* _Short exercise 1_
Tally the lines of the entries below that contain the word "green", and give only that number.

Arcane Trickster, (Wood) Half Elf, Studded Leather (16 AC), Rapier
Lvl4 - Mobile
Lvl8 - Alert
Lvl10 - ASI: DEX
8/18/16/12/13/10

Shadow Sorcerer, Vhuman, Subtle/Twin/Quicken, Naked (12 AC)
Lvl1 - Alert
Lvl4 - ASI:CHA
Lvl8 - ASI:CHA
8/14/16/8/10/20

Life Cleric, Vhuman, Scale Mail + Shield (18 AC), Dagger
Lvl1 - Res: CON
Lvl4 - ASI: WIS
Lvl8 - ASI: WIS
8/14/16/8/20/10
----------------------------

Rolled initiative:
Fighter: 8, Total: 8+0 (dex) = 8
Rogue: 12, Total: 12+4 (dex)+5 (alert) = 21
Sorcerer:15, Total: 15+3 (dex)+5 (alert) = 23
Cleric:11, Total: 11+2 (dex) = 13
Inbred Cannibals:19, Total: 19+1 (dex) = 20
Scarecrow Bug:2, Total: 2+4 (dex) = 6
Scorpion Troll:16, Total: 16-1 (dex) = 15
Grandpa Ghost:8, Total: 8+1 (dex) = 9

Initiative Order:
Sorcerer
Rogue
Inbred Cannibals
Scorpion Troll
Cleric
Fighter
Grandpa Ghost
Scarecrow Bug

----------------------------


Tactics:
At this moment I haven't studied the enemies and I don't really have a clue how hard this is going to be, so I'm just going to do some number boosting and use heavy positioning against the melee enemies. I want to keep things very simple and not use gimmicks.

The goal here is to create a defensive position by nuking the hell out of the lone Scarecrow Bug and use that tunnel to hide my sorcerer and my fighter, then Block the path with the Cleric and cast a Spirit Guardian while dodging like crazy.

Since my sorcerer rolled high initiative, I will start with a twinned Haste. The targets are going to be Cleric for the AC and Rogue for Speed and increased chance to land a SA, I'm not going to do prepared reaction SAs in my first attempt, I may do it in my next attempt if I fail. After casting haste he will position himself as far as possible from the cannibals.

Rogue goes next, so he is going to unload on the northeastern Bug. He will also disengage (mobile) and move opposite from the cannibals.

Now it's the cannibal and troll turn, but the best targets the can find are the Fighter and Cleric so we are probably fine.

Cleric will position himself to cast the best possible SG and dodge, Fighter will unload on the bug, using action surge if need be. Between the rogue and the fighter, there is enough average dpr to kill the 14 AC bug.
If everything goes well, then in the next turn, the party will position themselves in the tunnel like this:

Sorcerer in the back
Fighter in front of him
Cleric in front of the fighter

Sorcerer will be safe in the back and probably out of vision to continue concentrating on haste.
Fighter will use his reach to attack behind the cleric
The cleric will dodge and hold the bottleneck with his stacked AC, Dodge and SW while SG kills the swarmers.

Records held in a dataset:
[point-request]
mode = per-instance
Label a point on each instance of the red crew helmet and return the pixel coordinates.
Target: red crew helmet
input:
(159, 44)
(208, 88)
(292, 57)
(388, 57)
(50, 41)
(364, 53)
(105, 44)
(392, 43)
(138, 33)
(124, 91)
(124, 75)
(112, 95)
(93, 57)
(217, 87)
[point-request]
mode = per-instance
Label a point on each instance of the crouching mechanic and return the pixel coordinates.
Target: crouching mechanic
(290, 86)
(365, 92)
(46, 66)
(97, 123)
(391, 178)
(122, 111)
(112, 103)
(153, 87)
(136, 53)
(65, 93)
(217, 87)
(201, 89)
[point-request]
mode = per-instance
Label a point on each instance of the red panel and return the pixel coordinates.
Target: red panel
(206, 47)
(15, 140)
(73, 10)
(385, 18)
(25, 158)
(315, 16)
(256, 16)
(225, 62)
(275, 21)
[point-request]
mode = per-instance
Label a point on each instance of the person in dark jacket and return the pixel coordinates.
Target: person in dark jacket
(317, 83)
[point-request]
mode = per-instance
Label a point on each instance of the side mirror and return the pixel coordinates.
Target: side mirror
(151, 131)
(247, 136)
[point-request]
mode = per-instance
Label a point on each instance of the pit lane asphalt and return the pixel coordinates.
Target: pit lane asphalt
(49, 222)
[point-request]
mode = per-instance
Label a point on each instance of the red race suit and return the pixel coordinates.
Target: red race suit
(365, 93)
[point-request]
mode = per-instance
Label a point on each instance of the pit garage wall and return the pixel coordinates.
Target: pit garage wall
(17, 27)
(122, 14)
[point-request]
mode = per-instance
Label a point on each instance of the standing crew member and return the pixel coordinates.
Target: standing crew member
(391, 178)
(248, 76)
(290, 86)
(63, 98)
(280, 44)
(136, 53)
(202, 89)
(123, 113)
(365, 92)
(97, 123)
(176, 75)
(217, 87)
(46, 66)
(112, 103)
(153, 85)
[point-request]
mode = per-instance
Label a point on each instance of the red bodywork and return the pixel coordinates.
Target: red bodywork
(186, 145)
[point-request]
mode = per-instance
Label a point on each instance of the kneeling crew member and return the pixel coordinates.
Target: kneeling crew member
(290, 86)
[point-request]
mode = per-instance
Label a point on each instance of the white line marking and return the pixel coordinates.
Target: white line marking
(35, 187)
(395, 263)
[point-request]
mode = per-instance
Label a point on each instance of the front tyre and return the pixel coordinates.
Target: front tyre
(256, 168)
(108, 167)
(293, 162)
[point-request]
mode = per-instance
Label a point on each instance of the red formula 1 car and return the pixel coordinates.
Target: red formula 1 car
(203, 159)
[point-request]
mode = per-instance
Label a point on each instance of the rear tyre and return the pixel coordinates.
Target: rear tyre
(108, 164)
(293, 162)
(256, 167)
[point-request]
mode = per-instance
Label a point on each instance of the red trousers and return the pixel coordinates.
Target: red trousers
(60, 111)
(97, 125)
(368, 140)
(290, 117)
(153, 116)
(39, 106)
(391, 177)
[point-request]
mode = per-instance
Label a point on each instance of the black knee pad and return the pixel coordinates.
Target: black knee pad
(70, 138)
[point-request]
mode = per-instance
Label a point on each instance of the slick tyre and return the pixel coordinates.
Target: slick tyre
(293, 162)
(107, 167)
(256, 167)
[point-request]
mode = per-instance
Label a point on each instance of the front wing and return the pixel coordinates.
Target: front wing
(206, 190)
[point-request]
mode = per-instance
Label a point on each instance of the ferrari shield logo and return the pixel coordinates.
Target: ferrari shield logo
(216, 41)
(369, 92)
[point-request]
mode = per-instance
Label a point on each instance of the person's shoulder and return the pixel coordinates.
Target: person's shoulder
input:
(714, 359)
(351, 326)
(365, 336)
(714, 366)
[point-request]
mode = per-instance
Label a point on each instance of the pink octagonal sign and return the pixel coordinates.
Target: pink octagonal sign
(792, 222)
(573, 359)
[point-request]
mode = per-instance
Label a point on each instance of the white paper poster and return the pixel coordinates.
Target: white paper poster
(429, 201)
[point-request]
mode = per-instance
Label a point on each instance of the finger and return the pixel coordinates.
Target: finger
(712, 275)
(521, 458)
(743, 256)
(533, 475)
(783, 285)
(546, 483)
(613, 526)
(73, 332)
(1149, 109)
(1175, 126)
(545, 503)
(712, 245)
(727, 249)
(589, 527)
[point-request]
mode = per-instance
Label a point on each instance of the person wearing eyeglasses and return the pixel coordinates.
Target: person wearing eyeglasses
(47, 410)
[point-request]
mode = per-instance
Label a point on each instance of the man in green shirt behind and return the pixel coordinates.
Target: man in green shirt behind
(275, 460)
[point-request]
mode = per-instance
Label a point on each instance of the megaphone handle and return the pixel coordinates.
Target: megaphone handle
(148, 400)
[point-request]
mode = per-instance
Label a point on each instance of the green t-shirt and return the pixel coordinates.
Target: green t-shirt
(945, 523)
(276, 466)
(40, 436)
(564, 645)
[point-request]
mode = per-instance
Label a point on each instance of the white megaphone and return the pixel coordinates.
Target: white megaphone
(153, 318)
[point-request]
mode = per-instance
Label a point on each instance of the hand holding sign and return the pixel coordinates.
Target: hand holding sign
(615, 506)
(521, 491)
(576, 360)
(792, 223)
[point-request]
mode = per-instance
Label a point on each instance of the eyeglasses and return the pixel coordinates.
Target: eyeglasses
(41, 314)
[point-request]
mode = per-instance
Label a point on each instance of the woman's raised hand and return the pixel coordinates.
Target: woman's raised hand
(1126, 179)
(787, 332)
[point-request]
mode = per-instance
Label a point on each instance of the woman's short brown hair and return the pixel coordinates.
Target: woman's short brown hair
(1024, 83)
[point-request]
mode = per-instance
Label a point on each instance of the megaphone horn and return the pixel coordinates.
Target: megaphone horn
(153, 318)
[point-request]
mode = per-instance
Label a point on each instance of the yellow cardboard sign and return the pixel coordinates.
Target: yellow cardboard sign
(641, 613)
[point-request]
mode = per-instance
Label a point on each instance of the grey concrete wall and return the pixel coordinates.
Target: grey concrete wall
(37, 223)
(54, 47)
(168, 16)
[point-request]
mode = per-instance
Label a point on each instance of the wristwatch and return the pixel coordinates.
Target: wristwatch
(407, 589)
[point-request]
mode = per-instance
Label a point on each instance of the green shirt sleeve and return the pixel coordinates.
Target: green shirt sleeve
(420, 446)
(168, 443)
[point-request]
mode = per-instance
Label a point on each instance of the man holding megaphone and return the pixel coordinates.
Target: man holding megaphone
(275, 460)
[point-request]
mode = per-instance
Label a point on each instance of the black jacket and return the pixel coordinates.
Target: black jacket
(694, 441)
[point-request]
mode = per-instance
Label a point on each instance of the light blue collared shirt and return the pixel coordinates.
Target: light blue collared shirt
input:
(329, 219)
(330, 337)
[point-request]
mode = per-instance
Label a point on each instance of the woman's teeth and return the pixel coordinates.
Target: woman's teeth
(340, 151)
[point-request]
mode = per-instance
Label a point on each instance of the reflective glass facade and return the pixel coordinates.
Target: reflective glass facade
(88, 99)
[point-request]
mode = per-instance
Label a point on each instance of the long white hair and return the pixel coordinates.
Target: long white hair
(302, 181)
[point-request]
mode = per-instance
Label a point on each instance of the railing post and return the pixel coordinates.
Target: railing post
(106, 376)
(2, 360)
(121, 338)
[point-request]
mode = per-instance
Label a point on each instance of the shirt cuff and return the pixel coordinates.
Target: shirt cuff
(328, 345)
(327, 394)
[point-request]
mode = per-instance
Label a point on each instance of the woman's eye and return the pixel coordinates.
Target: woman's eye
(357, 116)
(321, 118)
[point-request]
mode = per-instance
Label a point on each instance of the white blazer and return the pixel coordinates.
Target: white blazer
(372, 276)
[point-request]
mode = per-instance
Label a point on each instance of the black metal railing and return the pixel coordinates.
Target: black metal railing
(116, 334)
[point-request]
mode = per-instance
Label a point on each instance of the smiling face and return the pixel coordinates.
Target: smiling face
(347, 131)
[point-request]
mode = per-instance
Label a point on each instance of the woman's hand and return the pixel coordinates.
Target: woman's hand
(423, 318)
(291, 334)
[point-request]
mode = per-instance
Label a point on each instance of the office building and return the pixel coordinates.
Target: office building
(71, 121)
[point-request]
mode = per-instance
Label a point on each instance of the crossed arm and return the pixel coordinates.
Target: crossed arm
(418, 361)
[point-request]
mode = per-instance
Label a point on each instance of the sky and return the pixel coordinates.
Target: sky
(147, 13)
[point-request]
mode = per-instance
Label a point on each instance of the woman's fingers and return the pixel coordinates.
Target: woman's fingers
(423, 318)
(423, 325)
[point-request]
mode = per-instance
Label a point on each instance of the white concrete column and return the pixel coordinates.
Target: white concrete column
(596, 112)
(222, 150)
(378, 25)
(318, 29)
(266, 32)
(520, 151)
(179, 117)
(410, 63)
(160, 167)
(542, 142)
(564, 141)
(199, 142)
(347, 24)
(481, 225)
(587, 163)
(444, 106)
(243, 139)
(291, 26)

* _Short exercise 2_
In the tactics write-up above, swap "twinned" for "quickened" and write out the passage from "Since my sorcerer" to "opposite from the cannibals.".

* _Right answer 1_
6

* _Right answer 2_
Since my sorcerer rolled high initiative, I will start with a quickened Haste. The targets are going to be Cleric for the AC and Rogue for Speed and increased chance to land a SA, I'm not going to do prepared reaction SAs in my first attempt, I may do it in my next attempt if I fail. After casting haste he will position himself as far as possible from the cannibals.

Rogue goes next, so he is going to unload on the northeastern Bug. He will also disengage (mobile) and move opposite from the cannibals.